─── Records

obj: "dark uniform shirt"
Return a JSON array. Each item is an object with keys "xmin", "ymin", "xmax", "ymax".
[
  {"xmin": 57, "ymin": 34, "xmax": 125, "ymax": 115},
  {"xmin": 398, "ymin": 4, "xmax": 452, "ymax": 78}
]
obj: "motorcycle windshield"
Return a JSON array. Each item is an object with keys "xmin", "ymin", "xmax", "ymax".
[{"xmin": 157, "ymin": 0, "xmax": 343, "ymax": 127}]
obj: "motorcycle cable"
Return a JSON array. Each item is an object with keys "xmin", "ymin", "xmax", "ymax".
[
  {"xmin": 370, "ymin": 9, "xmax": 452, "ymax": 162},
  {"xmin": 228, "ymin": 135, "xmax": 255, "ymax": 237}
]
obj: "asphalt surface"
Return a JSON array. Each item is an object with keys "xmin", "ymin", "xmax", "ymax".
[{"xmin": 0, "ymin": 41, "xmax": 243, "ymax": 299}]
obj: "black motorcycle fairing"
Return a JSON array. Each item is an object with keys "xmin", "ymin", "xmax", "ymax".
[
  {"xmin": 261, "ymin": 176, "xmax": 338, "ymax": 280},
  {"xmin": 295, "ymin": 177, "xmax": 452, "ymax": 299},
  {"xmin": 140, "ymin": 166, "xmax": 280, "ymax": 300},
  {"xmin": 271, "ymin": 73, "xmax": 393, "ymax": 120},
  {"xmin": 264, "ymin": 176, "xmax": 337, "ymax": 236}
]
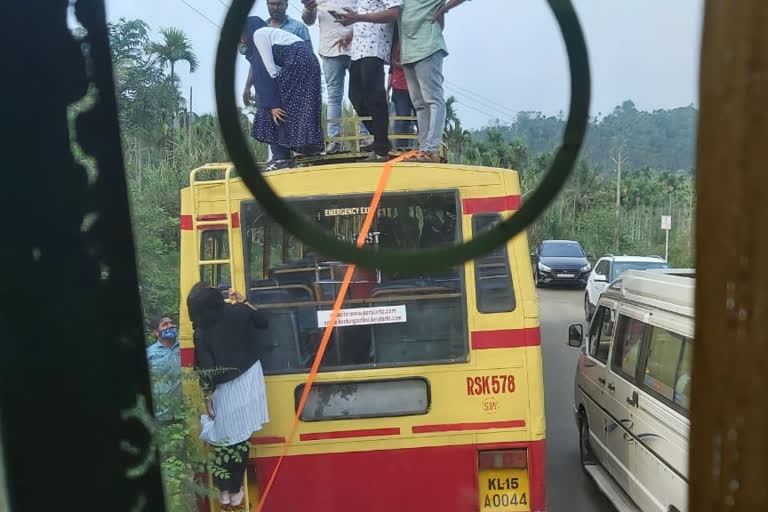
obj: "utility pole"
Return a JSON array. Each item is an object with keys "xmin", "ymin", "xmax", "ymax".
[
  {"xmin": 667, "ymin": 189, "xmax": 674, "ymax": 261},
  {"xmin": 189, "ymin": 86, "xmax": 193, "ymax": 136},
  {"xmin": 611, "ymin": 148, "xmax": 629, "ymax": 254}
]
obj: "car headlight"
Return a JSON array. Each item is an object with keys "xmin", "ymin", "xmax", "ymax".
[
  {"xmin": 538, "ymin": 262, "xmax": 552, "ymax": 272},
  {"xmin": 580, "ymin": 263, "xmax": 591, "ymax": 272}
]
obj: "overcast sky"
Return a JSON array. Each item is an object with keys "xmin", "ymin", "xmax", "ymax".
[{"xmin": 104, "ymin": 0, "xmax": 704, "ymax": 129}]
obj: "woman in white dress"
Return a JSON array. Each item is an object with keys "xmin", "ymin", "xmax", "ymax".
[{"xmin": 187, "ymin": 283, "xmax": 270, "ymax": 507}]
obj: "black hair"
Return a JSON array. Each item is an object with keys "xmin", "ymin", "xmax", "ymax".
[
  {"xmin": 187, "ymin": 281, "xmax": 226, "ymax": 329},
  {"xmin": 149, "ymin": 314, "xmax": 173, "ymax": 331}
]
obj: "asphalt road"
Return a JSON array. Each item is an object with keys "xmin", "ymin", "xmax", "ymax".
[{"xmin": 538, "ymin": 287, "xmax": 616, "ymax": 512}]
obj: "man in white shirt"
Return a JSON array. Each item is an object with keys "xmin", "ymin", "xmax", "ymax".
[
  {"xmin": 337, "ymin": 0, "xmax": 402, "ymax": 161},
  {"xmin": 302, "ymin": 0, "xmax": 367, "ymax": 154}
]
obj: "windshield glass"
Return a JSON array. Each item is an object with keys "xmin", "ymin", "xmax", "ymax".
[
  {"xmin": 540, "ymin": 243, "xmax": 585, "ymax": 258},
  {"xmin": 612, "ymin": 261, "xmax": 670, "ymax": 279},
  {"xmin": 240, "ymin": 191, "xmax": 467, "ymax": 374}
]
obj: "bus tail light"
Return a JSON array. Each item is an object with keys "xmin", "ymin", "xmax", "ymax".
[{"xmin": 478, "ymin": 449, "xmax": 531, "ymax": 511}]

──────

▶ Work to be completed: Write out each line of the data exactly; the images should be left out.

▶ Response:
obj: "dark uniform shirt"
Return a JSON array. Each item is an object with keys "xmin", "ymin", "xmax", "ymax".
[
  {"xmin": 57, "ymin": 34, "xmax": 125, "ymax": 115},
  {"xmin": 398, "ymin": 4, "xmax": 452, "ymax": 78}
]
obj: "motorcycle windshield"
Return a JSON array. Each item is an object with keys "xmin", "ymin", "xmax", "ymax".
[{"xmin": 157, "ymin": 0, "xmax": 343, "ymax": 127}]
obj: "motorcycle cable"
Return a JSON array. Each item is an object with keys "xmin", "ymin", "xmax", "ymax".
[
  {"xmin": 370, "ymin": 9, "xmax": 452, "ymax": 162},
  {"xmin": 228, "ymin": 135, "xmax": 255, "ymax": 237}
]
obj: "asphalt surface"
Return a JSON array. Each item is an object with keys "xmin", "ymin", "xmax", "ymax".
[{"xmin": 0, "ymin": 41, "xmax": 243, "ymax": 299}]
obj: "black motorcycle fairing"
Return a JSON array. Each item is an object with keys "xmin", "ymin", "xmax", "ymax".
[
  {"xmin": 261, "ymin": 176, "xmax": 338, "ymax": 280},
  {"xmin": 295, "ymin": 177, "xmax": 452, "ymax": 299},
  {"xmin": 140, "ymin": 166, "xmax": 280, "ymax": 300},
  {"xmin": 271, "ymin": 73, "xmax": 393, "ymax": 120},
  {"xmin": 264, "ymin": 176, "xmax": 337, "ymax": 236}
]
obj: "utility pole"
Return a JSON array. Each item is an object with keys "xmin", "ymin", "xmax", "ymax".
[
  {"xmin": 667, "ymin": 189, "xmax": 674, "ymax": 261},
  {"xmin": 189, "ymin": 86, "xmax": 193, "ymax": 136},
  {"xmin": 611, "ymin": 148, "xmax": 629, "ymax": 254}
]
obj: "car headlight"
Return a JSON array. Each item is an object with keys "xmin", "ymin", "xmax", "ymax".
[
  {"xmin": 538, "ymin": 262, "xmax": 552, "ymax": 272},
  {"xmin": 580, "ymin": 263, "xmax": 591, "ymax": 272}
]
obj: "overcast sky"
Return a JSON array. Each item is an object with keys "xmin", "ymin", "xmax", "ymax".
[{"xmin": 104, "ymin": 0, "xmax": 704, "ymax": 129}]
obj: "woman in white dress"
Return a JSON array. Each item is an object with keys "xmin", "ymin", "xmax", "ymax".
[{"xmin": 187, "ymin": 283, "xmax": 270, "ymax": 507}]
obj: "black hair"
Return a JSON array. Each item is an object with keys "xmin", "ymin", "xmax", "ymax".
[
  {"xmin": 187, "ymin": 281, "xmax": 226, "ymax": 329},
  {"xmin": 149, "ymin": 314, "xmax": 173, "ymax": 331}
]
obj: "asphalt road"
Return a JSON array. Each item is an object with keys "xmin", "ymin", "xmax", "ymax".
[{"xmin": 538, "ymin": 287, "xmax": 616, "ymax": 512}]
obj: "man in white shirt"
Return a JSON array. Each item is an object with keys "xmin", "ymin", "xmax", "ymax".
[
  {"xmin": 337, "ymin": 0, "xmax": 402, "ymax": 161},
  {"xmin": 302, "ymin": 0, "xmax": 367, "ymax": 154}
]
obj: "windshield glass"
Return a JSON array. Each item is an object with keys "xmin", "ymin", "xmax", "ymax".
[
  {"xmin": 540, "ymin": 243, "xmax": 585, "ymax": 258},
  {"xmin": 612, "ymin": 261, "xmax": 670, "ymax": 279},
  {"xmin": 240, "ymin": 191, "xmax": 467, "ymax": 374}
]
obj: "bus tail light"
Return a JSON array. Each item is an object with keys "xmin", "ymin", "xmax", "ymax".
[{"xmin": 478, "ymin": 449, "xmax": 531, "ymax": 511}]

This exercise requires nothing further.